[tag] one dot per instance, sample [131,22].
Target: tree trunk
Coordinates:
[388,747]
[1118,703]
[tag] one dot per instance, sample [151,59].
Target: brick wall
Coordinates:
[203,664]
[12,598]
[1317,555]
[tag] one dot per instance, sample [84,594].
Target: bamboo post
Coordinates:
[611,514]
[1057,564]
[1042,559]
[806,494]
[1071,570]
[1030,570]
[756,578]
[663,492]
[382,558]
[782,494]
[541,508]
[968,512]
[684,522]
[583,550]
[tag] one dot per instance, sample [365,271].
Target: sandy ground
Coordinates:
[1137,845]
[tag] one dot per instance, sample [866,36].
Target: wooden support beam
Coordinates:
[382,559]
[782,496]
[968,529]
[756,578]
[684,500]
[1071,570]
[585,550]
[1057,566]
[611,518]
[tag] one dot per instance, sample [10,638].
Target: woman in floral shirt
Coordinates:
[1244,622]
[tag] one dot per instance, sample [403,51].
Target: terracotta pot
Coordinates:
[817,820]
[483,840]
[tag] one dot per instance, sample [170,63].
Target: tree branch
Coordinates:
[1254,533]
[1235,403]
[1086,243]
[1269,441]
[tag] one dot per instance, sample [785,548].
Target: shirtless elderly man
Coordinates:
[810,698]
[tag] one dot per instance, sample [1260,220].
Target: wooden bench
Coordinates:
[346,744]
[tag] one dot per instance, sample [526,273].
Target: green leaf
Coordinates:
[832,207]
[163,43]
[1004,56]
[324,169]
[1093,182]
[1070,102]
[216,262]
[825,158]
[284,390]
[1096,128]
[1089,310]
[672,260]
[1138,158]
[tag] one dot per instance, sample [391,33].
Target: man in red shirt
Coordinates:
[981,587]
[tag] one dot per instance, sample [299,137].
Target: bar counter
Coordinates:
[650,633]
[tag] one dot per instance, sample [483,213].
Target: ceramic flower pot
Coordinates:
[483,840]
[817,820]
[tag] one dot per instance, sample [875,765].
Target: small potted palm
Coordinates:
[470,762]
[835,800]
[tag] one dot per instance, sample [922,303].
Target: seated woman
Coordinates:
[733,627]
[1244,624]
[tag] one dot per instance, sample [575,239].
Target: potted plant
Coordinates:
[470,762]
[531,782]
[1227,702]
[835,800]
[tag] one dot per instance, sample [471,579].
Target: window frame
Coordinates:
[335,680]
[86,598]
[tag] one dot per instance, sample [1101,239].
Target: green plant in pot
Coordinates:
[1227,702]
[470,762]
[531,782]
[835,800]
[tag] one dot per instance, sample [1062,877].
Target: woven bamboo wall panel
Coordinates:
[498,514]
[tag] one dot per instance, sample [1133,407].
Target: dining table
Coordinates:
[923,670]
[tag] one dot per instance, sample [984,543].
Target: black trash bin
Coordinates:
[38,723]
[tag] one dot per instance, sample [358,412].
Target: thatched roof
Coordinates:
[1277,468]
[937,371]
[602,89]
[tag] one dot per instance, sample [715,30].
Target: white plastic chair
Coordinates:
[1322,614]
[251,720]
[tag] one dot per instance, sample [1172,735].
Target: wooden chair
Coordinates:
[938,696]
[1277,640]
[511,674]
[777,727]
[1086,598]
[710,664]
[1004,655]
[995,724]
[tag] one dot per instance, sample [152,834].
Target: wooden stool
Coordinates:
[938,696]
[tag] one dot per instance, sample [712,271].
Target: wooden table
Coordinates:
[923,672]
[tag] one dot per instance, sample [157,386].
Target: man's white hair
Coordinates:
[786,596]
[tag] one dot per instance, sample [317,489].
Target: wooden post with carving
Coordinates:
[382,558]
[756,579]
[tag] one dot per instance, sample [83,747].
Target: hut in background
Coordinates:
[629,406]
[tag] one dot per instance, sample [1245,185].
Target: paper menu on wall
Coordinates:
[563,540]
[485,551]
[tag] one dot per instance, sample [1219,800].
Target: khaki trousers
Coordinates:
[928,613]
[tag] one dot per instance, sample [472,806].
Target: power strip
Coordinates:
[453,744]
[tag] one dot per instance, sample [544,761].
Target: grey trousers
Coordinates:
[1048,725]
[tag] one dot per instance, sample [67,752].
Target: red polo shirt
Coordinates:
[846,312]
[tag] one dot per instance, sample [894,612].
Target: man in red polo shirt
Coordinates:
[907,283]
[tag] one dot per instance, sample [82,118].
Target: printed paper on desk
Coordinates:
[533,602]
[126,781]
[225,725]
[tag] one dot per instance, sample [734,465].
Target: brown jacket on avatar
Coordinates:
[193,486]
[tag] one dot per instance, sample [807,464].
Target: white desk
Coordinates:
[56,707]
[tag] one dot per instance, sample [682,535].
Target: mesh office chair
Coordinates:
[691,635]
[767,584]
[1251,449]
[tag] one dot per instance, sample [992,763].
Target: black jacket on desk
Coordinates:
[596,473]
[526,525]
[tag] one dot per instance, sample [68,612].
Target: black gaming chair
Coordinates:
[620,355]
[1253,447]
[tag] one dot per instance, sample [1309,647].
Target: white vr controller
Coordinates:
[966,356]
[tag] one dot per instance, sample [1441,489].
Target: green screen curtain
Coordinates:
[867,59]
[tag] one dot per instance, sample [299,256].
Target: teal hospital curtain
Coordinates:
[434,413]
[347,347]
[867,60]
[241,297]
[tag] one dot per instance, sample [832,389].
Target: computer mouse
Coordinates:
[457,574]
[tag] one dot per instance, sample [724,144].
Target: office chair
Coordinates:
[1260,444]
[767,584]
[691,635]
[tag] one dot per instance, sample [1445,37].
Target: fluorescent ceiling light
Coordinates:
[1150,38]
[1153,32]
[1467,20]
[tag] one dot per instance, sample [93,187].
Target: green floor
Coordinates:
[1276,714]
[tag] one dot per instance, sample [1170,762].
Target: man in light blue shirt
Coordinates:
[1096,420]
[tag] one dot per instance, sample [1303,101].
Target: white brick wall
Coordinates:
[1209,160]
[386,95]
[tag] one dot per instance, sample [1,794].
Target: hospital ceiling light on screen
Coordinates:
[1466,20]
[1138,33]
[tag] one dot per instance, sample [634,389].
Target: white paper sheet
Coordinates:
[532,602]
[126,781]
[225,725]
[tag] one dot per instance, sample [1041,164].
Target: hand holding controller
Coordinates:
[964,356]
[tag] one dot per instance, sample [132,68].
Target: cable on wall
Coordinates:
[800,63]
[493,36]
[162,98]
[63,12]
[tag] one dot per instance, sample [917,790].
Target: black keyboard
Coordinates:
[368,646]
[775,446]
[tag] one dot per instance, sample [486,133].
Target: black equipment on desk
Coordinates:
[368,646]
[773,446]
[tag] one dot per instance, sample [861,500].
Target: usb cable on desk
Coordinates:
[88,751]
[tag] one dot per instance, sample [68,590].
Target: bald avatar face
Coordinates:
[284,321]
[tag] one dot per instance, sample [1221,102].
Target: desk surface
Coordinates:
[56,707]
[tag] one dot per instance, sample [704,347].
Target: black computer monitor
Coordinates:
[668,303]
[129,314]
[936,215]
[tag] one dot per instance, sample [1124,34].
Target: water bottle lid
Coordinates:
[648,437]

__EXERCISE PROMPT__: Locate "[tag] one dot per instance, sample [1041,164]." in the data above. Then repeat, exactly, its line and each line after it through the last, adding nothing.

__RESPONSE TO THIS TASK__:
[tag] one dot per instance, sample [1041,164].
Target: hand holding controller
Coordinates:
[964,356]
[tag] one dot per instance, sample [132,68].
Target: cable on wall
Coordinates:
[800,63]
[493,36]
[162,98]
[63,12]
[tag] one dot per instance, sample [917,790].
Target: black keyboard
Coordinates:
[368,646]
[775,446]
[tag] one dot per instance, sample [486,133].
Target: black equipment on desk
Coordinates:
[368,646]
[773,446]
[tag] one dot per instance, sample [861,500].
Target: usb cable on desk
Coordinates:
[88,751]
[tag] one dot per instance, sample [68,590].
Target: bald avatar face
Coordinates:
[284,321]
[tag] one dot per instance, sample [1221,102].
Target: desk surface
Coordinates:
[56,707]
[tag] one dot per instance, sample [704,347].
Target: black computer monitor
Coordinates:
[668,303]
[129,314]
[936,215]
[tag] one dot per instance, sample [1124,34].
Target: water bottle lid
Coordinates:
[648,437]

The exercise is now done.